**BRANO PROPOSTO**
****************

La nuova commissione parlamentare bicamerale d’inchiesta sui femminicidi si insedia per la prima volta mercoledì 12 luglio, come annunciato dal presidente del Senato Ignazio La Russa lo scorso 5 luglio in Aula.

Sarà composta questa volta da 18 senatori e 18 deputati, scelti rispettivamente dal presidente del Senato e dal presidente della Camera, in proporzione al numero dei componenti dei gruppi parlamentari, assicurando la presenza di almeno un deputato per ciascun gruppo esistente alla Camera e di almeno un senatore per ciascun gruppo esistente a Palazzo Madama.

Per il Senato ne faranno parte: Ancorotti (Fdi), Biancofiore (Noi moderati), Bilotti (M5s), Campione (Fdi), Cosenza (Fdi), Cucchi (Avs), D’Elia (Pd), Fallucchi (Fdi), Furlan (Pd), Leonardi (Fdi), Maiorino (M5s), Romeo (Lega), Sbrollini (Iv), Ternullo (Fi), Testor (Lega), Tosato (Lega), Unterberger (Svp), Velenate (Pd). Per quanto riguarda i parlamentari della Camera ci saranno: Almici (Fdi), Ascari (M5s), Caretta (Fdi), Carfagna (Azione), Dalla Chiesa (Fi), Ferrari (Lega), Forattini (Pd), Gebhard (Svp), Ghio (Pd), Lancillotto (Fdi), Loizzo (Fdi), Morfino (M5s), Patriarca(Fi), Pulciani (Fdi), Ravetto (Lega), Semenzato (Noi Moderati), Zanella (Avs), Zurzolo (Fdi).

Non si conoscono ancora i nomi dei parlamentari che comporranno l’ufficio di presidenza, che potrebbe essere questa volta guidato da un membro della Camera, visto che le prime due commissioni d’inchiesta coinvolgevano esclusivamente senatori. Ma per questo bisognerà aspettare l’insediamento della bicamerale mercoledì.

****************

**ESTRATTI DI DATI**

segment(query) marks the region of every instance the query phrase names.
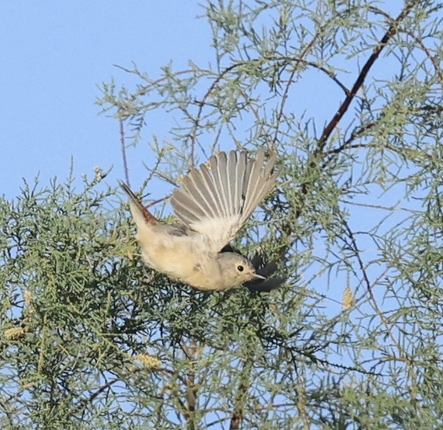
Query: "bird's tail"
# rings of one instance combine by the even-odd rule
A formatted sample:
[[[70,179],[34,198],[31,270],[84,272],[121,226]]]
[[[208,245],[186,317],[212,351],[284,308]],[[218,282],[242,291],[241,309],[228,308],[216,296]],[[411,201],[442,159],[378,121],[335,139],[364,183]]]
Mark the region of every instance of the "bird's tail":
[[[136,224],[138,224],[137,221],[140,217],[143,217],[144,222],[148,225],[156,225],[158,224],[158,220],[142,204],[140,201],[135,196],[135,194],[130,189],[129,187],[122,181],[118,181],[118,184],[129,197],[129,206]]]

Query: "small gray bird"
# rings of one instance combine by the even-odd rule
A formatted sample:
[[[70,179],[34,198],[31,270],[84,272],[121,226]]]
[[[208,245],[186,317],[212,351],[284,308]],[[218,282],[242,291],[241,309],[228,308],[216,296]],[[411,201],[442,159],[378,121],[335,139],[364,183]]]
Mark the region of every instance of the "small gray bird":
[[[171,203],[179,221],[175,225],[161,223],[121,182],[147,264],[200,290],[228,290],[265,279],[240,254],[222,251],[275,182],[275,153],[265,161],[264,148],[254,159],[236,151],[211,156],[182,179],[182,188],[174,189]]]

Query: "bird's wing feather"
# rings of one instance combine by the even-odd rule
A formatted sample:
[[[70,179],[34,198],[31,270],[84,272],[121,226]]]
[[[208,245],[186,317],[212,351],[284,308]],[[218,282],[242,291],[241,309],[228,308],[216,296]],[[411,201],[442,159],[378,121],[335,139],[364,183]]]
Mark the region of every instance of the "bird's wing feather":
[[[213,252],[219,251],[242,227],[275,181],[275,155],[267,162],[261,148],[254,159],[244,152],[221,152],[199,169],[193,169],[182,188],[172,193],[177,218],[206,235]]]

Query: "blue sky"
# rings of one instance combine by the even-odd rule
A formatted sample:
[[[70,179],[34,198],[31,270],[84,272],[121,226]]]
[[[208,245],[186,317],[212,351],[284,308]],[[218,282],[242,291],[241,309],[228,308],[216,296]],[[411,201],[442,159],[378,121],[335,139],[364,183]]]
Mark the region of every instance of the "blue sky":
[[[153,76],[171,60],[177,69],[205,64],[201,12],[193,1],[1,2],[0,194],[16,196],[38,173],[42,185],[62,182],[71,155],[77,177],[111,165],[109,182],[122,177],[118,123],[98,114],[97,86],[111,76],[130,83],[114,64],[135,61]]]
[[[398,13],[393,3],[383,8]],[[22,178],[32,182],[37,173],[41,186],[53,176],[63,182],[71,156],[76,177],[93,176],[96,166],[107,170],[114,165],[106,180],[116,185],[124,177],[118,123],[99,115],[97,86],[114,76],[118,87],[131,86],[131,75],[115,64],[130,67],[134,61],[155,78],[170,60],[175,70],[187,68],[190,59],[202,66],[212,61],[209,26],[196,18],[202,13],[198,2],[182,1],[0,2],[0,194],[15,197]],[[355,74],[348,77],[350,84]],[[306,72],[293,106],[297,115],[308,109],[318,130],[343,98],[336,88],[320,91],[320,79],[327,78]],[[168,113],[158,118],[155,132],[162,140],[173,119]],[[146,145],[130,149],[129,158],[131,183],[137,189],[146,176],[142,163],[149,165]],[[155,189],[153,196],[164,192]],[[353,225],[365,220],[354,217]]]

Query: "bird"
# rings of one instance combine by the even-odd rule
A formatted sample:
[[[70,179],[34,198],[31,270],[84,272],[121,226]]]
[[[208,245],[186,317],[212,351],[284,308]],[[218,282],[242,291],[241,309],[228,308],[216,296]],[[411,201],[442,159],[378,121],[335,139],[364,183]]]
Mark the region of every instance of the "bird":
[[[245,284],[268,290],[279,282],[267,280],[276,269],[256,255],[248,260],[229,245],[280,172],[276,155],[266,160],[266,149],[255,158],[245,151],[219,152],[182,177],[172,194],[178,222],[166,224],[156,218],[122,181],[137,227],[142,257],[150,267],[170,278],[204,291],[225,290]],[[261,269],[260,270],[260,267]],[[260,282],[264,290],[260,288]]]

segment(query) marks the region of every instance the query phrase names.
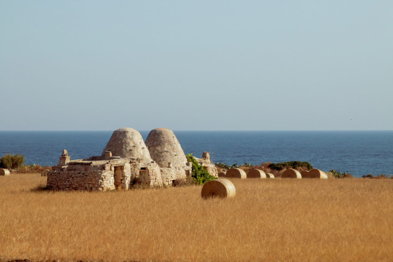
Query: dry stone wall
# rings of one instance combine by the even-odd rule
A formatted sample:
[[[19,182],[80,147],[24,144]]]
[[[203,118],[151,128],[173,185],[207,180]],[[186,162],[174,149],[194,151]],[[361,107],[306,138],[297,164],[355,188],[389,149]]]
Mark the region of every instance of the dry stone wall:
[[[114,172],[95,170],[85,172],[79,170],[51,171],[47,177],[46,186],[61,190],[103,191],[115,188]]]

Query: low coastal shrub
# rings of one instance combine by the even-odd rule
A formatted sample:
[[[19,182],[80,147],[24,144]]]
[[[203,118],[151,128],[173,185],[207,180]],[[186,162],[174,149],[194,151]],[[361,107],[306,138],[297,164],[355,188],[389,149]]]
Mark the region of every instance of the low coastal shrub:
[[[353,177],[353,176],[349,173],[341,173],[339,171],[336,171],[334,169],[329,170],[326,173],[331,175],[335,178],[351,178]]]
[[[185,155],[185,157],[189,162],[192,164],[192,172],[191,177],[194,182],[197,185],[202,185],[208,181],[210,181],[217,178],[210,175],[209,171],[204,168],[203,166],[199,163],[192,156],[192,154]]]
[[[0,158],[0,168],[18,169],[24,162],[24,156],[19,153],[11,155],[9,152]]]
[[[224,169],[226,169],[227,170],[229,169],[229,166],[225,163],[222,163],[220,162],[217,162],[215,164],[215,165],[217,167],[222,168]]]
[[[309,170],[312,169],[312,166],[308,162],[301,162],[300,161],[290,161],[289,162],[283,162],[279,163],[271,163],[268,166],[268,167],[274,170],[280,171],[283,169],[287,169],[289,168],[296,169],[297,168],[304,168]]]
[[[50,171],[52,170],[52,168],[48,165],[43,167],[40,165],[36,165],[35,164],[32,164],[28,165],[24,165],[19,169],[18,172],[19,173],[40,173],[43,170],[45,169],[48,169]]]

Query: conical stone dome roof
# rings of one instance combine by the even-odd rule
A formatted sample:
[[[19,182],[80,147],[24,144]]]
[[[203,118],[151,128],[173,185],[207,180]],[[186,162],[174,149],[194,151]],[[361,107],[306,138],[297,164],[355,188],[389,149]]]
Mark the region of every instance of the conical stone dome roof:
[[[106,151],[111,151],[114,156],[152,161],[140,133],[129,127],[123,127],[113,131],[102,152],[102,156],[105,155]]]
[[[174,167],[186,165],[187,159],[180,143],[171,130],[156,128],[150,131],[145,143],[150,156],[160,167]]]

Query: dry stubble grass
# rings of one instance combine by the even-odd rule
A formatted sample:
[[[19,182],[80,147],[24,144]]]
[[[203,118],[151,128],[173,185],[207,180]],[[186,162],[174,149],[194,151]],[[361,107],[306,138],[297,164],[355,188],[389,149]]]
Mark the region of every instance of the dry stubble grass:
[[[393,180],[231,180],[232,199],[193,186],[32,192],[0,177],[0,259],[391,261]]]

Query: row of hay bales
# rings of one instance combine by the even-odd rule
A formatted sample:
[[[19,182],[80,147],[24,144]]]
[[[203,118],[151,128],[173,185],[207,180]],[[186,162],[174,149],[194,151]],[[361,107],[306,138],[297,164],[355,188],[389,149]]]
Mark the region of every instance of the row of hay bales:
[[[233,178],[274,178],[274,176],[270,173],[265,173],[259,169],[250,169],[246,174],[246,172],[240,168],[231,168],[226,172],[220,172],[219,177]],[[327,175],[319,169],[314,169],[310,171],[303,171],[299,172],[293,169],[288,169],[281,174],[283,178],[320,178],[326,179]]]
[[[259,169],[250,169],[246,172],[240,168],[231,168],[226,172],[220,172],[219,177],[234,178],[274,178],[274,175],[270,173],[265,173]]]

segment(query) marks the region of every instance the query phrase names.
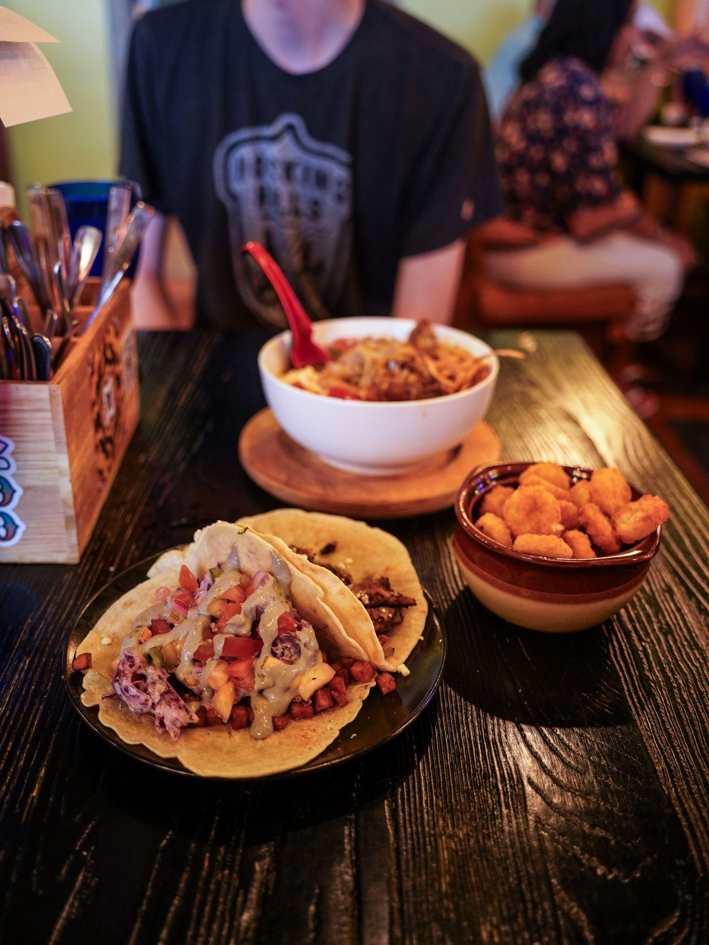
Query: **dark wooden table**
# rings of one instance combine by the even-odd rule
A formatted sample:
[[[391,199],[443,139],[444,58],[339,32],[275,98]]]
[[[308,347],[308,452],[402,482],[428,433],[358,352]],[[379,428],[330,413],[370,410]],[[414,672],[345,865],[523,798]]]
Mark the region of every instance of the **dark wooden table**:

****************

**COMPITO 1**
Nel brano sulla commissione d'inchiesta sui femminicidi, quanti senatori e quanti deputati compongono la commissione?
**COMPITO 2**
Elenca tutti i deputati di Fdi che il brano sulla commissione d'inchiesta sui femminicidi indica come membri.
**COMPITO 3**
Prosegui il brano sulla commissione d'inchiesta sui femminicidi a partire dalla sua ultima frase.
L'elenco non ha alcun legame con il brano.

**ESITO DEL COMPITO 1**
18 senatori e 18 deputati.

**ESITO DEL COMPITO 2**
Almici, Caretta, Lancillotto, Loizzo, Pulciani, Zurzolo

**ESITO DEL COMPITO 3**
Dopo le critiche arrivate all’esecutivo all’indomani dell’uccisione della 17enne Michelle Maria Causo – dopo l’approvazione in via definitiva in Senato del ddl che istituiva la bicamerale ci sono voluti quasi cinque mesi per avviare i lavori – partirà la nuova commissione d’inchiesta, che avrà il compito soprattutto di svolgere indagini sulle reali dimensioni del fenomeno dei femminicidi e di ogni forma di violenza maschile contro le donne, e di monitorare sullo stato di attuazione della Convenzione di Istanbul.

Il via libera, all’unanimità, del ddl a prima firma della senatrice Valeria Valente – “Istituzione di una Commissione parlamentare di inchiesta sul femminicidio, nonché su ogni forma di violenza di genere” – era arrivata a febbraio (il provvedimento, dopo un primo ok al Senato a novembre, aveva subito delle modifiche in commissione a Montecitorio, e dunque era tornato una seconda volta al Senato). La commissione precedente, attiva dal 23 marzo 2018 al 12 ottobre 2022, che aveva interrotto le sue attività con la caduta del governo Draghi, era presieduta da Valeria Valente. Alla parlamentare dem, chiamata a far parte della bicamerale, abbiamo chiesto quali dovranno essere gli obiettivi della nuova commissione, che dovrà indirizzare le politiche del governo Meloni.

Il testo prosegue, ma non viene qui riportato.